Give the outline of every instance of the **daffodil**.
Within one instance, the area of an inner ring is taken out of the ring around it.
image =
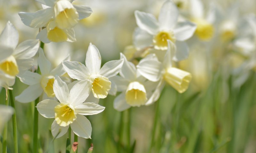
[[[114,100],[114,108],[123,111],[132,106],[147,105],[156,101],[159,97],[156,98],[156,94],[153,93],[158,83],[147,80],[124,55],[120,53],[120,56],[121,59],[124,60],[120,76],[110,79],[116,86],[117,91],[122,92]]]
[[[73,28],[92,12],[89,6],[72,4],[70,0],[38,0],[43,9],[35,13],[20,12],[21,21],[34,28],[43,28],[36,37],[45,43],[76,41]]]
[[[0,35],[0,71],[6,78],[14,78],[22,74],[32,66],[32,58],[39,48],[38,40],[28,40],[18,45],[19,33],[8,21]],[[15,80],[6,81],[1,85],[8,88],[14,84]]]
[[[60,76],[66,73],[62,64],[60,64],[51,70],[51,62],[45,58],[42,49],[39,51],[37,62],[41,75],[27,71],[23,75],[18,76],[21,82],[29,86],[15,98],[17,101],[21,103],[33,101],[40,96],[43,91],[48,97],[55,97],[53,89],[55,76]]]
[[[173,66],[172,62],[173,53],[176,50],[175,46],[168,40],[168,49],[163,63],[159,62],[153,54],[148,55],[140,61],[137,67],[141,75],[153,82],[163,80],[167,82],[180,93],[188,89],[192,78],[191,74]],[[159,85],[159,87],[162,85]]]
[[[90,89],[94,97],[105,98],[111,88],[109,78],[119,72],[123,60],[111,61],[105,63],[101,68],[101,58],[96,47],[90,43],[86,54],[85,66],[80,62],[65,61],[62,62],[68,74],[78,80],[88,80]]]
[[[57,138],[62,136],[70,125],[76,135],[91,139],[92,125],[84,115],[98,114],[105,107],[93,103],[83,103],[90,92],[89,81],[81,81],[69,91],[66,83],[56,76],[53,85],[54,93],[60,102],[46,99],[36,105],[38,112],[43,116],[55,119],[52,125],[52,135]]]
[[[169,40],[177,46],[174,60],[188,57],[188,48],[184,41],[193,35],[196,26],[188,21],[177,23],[179,11],[173,2],[167,0],[164,3],[158,21],[149,13],[136,11],[135,14],[139,27],[134,33],[133,42],[136,47],[153,46],[156,49],[166,50]]]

*Stated task*
Write out the data above verbatim, every line from start to end, but leave out the pictures.

*The reply*
Give the outline of every instance of the **daffodil**.
Within one instance, the area of an inner ring is taken out of the ring around it.
image =
[[[114,100],[114,108],[123,111],[132,106],[147,105],[156,101],[159,97],[156,98],[156,94],[153,93],[158,83],[147,80],[124,55],[120,53],[120,56],[121,59],[124,60],[120,76],[110,79],[116,86],[117,91],[122,92]]]
[[[73,28],[92,12],[89,6],[72,4],[70,0],[38,0],[43,9],[35,13],[20,12],[21,21],[34,28],[43,28],[36,37],[45,43],[76,41]]]
[[[0,35],[0,71],[6,78],[14,78],[22,74],[32,66],[32,58],[39,48],[38,40],[28,40],[18,45],[19,33],[8,21]],[[15,80],[6,81],[1,85],[8,88],[14,84]]]
[[[60,76],[66,73],[62,64],[60,64],[51,70],[51,62],[45,58],[42,49],[39,51],[37,62],[41,75],[27,71],[23,75],[18,76],[21,82],[29,86],[15,98],[17,101],[21,103],[33,101],[40,96],[43,91],[48,97],[55,97],[53,89],[55,76]]]
[[[173,66],[172,62],[173,53],[176,50],[175,46],[168,40],[168,49],[163,63],[159,62],[153,54],[148,55],[140,61],[137,67],[141,75],[153,82],[163,80],[167,82],[180,93],[188,89],[192,78],[191,74]],[[159,85],[159,87],[162,85]]]
[[[90,89],[94,97],[105,98],[111,88],[109,78],[119,72],[123,60],[111,61],[105,63],[101,68],[101,58],[96,47],[90,43],[86,54],[85,66],[80,62],[65,61],[62,62],[68,74],[78,80],[88,80]]]
[[[57,138],[62,136],[70,125],[76,135],[91,139],[92,125],[84,115],[98,114],[105,107],[93,103],[83,103],[90,92],[89,81],[81,81],[69,91],[66,83],[56,76],[53,85],[54,93],[60,102],[46,99],[36,105],[38,112],[43,116],[55,119],[52,125],[52,135]]]
[[[169,40],[177,46],[174,60],[188,57],[188,48],[184,41],[193,35],[196,26],[188,21],[177,23],[179,11],[173,2],[167,0],[164,3],[158,21],[149,13],[136,11],[135,14],[139,27],[134,33],[133,42],[136,47],[153,46],[156,49],[166,50]]]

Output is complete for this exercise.